# EXTRACT PROVIDED:
──────
In some embodiments of the second mode, stage 2 (i.e. BPF 190) of the current detection module 160 may be removed/bypassed because in this mode it is not necessary to eliminate low frequency/DC contributions typical of ambient light in the first mode. Thus, the current pulse shaped by the TIA 188 may be integrated directly, without passing through the BPF stage. In such embodiments, the timing of the integration switch may be adjusted to include the entire integration of the pulse in the positive or the negative cycle. When the second stage is bypasses, zero-crossing point is defined in the output of the TIA 188.
The switching integrator stage (stage 3) is maintained in the second mode. The positive-negative cycle removes many integrator offsets. If the integration time on the sensor (i.e. the time the sensor 152 is floating) is τ and contributions from the ambient sources result in sensor 152 generating current iamb, the total charge Q=iambτ can be measured by the detection system as described herein with high SNR by simply increasing the floating time until the charge accumulated on the sensor 152 is greater than the measurement noise floor.
In some implementations, internal leakage currents may limit the floating time. For example, for a relatively large photodiode of 100 μm in size, one lux of light will make for roughly 4-5 pA of current, which, when integrated for 1 ms, results in 8 fC of accumulated charge that can be measured.
As the foregoing illustrates, the same current detection module can be used to either measure contributions from the ambient sources or contributions from synchronous pulse(s) generated by a target source.
In an embodiment, mode switching functionality used to create a pulse in the ambient input as described for the second mode may be implemented with the mode switch 170 comprising the switches 172 and 174. In such an embodiment, the first switch 172 may be connected to the second switch 174. When the second switch 174 is open, the charge from the sensor 152 has nowhere to go and the mode switch 170 integrates the accumulated charge on the sensor. Then the second switch 174 is closed to the TIA 188, and the charge is transmitted through to the TIA 188 like a pulse of target source in the first mode. In this manner, ambient signals are captured and turned into pulsed signals. The pulses are then processed by the rest of the circuit in the same manner as the target source pulses were processed in the first mode.
──────
# DATA EXCERPTS:
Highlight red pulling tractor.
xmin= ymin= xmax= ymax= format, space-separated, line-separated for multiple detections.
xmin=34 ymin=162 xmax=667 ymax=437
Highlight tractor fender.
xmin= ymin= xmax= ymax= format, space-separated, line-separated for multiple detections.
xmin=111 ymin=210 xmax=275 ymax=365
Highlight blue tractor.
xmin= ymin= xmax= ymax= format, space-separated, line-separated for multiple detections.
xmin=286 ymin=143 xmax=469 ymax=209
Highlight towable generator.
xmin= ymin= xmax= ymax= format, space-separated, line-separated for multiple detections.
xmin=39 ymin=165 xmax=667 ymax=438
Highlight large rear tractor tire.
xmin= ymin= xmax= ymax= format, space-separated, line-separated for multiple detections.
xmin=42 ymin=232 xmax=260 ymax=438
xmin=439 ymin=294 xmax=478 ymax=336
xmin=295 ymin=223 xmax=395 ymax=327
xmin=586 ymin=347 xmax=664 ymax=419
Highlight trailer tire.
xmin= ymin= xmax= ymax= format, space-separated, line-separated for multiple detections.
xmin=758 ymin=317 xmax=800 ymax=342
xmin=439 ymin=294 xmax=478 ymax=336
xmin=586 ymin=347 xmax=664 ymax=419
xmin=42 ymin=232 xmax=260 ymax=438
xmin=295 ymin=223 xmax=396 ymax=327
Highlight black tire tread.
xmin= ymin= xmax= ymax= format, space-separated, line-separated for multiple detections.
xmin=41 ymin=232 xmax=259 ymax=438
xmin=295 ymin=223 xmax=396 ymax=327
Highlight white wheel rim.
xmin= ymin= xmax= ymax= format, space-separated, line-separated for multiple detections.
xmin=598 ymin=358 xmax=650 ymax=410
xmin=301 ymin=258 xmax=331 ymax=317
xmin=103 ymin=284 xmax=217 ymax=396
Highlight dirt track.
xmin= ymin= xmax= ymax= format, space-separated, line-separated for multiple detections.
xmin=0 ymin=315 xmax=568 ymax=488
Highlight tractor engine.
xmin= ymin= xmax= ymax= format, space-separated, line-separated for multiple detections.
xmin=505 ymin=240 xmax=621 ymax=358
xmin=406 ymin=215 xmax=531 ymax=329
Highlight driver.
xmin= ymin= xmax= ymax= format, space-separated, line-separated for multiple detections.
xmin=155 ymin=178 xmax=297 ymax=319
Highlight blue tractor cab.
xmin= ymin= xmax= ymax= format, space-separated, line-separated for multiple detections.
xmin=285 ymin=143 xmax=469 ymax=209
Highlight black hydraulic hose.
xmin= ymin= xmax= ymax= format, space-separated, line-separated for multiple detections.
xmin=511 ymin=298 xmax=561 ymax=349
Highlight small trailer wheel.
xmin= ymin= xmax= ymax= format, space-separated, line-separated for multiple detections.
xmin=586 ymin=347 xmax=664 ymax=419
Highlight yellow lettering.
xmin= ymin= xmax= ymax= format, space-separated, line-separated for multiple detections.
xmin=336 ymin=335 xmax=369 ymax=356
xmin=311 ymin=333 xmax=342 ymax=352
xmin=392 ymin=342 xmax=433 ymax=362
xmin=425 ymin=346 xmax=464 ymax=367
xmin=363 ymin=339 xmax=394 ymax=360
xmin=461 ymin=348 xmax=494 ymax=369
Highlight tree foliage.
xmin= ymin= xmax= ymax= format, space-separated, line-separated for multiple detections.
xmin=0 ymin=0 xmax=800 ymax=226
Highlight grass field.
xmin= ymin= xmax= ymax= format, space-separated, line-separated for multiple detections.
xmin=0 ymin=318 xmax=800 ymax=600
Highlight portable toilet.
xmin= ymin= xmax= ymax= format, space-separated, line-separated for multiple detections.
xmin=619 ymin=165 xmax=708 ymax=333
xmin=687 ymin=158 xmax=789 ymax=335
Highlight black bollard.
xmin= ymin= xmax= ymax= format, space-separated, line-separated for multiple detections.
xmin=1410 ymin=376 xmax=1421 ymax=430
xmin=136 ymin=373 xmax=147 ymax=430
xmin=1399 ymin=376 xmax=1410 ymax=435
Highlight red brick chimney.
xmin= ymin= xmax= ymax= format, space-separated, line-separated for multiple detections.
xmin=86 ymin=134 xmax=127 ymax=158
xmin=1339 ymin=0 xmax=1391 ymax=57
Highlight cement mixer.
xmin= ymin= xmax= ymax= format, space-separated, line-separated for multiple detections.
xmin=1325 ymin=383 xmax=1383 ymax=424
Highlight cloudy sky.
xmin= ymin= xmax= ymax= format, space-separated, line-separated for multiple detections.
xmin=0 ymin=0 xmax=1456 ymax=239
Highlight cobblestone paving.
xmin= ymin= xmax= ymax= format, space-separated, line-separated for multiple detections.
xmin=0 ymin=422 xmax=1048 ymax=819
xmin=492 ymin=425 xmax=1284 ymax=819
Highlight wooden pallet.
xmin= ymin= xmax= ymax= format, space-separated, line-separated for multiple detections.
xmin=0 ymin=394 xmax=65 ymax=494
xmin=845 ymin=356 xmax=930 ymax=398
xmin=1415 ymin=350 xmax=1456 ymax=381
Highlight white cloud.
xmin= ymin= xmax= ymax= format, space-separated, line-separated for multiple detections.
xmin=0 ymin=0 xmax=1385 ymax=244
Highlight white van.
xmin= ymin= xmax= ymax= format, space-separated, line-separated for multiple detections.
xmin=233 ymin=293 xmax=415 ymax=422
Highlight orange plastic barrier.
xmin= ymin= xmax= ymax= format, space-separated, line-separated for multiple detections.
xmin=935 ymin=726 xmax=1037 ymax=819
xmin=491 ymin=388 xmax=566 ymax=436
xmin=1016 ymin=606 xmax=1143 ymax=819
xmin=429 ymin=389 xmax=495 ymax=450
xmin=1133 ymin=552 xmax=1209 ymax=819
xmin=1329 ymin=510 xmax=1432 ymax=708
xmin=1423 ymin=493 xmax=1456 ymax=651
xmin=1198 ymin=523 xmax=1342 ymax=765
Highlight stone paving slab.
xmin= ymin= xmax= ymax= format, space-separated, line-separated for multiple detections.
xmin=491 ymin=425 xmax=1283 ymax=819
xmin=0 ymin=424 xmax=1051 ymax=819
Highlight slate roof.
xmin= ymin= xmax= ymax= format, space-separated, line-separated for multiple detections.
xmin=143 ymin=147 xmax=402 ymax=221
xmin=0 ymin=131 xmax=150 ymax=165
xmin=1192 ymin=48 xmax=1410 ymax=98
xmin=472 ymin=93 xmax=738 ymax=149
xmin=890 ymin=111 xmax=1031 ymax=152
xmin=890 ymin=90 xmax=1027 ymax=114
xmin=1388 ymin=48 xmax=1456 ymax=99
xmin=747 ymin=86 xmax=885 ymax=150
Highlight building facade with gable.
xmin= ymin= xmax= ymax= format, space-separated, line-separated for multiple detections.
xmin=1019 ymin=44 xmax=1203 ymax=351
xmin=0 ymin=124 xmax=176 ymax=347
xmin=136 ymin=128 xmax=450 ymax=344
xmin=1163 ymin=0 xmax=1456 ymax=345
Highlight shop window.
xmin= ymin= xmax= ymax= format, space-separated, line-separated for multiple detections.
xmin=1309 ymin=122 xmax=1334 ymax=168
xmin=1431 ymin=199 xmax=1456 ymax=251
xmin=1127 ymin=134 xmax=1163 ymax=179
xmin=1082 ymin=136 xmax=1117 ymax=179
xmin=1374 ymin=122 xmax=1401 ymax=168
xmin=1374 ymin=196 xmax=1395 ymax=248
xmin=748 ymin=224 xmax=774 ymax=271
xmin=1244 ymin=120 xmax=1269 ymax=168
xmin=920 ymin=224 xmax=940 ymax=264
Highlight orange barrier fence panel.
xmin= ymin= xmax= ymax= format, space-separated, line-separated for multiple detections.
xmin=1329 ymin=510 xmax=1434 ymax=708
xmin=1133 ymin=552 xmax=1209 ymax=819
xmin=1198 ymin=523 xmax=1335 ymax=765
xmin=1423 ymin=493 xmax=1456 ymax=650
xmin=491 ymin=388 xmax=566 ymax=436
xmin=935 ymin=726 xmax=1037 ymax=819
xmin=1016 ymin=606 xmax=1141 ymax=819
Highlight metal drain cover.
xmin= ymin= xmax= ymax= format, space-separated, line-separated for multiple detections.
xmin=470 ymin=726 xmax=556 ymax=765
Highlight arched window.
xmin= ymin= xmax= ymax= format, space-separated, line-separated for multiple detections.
──────
# REQUEST 1:
List every numbered component named in the excerpt on the current detection module, together with its reference numeral.
# REQUEST 2:
Quote the lines of the records beginning with the line that contains "Highlight grass field." and continuing through the line that contains "xmin=687 ymin=158 xmax=789 ymax=335".
The records have no connection to the excerpt on the current detection module.

# FINAL RESULT 1:
- Current detection module 160
- BPF 190
- TIA 188
- Sensor 152
- Mode switch 170
- First switch 172
- Second switch 174

# FINAL RESULT 2:
Highlight grass field.
xmin= ymin= xmax= ymax= format, space-separated, line-separated for multiple detections.
xmin=0 ymin=318 xmax=800 ymax=600
Highlight portable toilet.
xmin= ymin= xmax= ymax= format, space-separated, line-separated for multiple detections.
xmin=619 ymin=165 xmax=708 ymax=333
xmin=687 ymin=158 xmax=789 ymax=335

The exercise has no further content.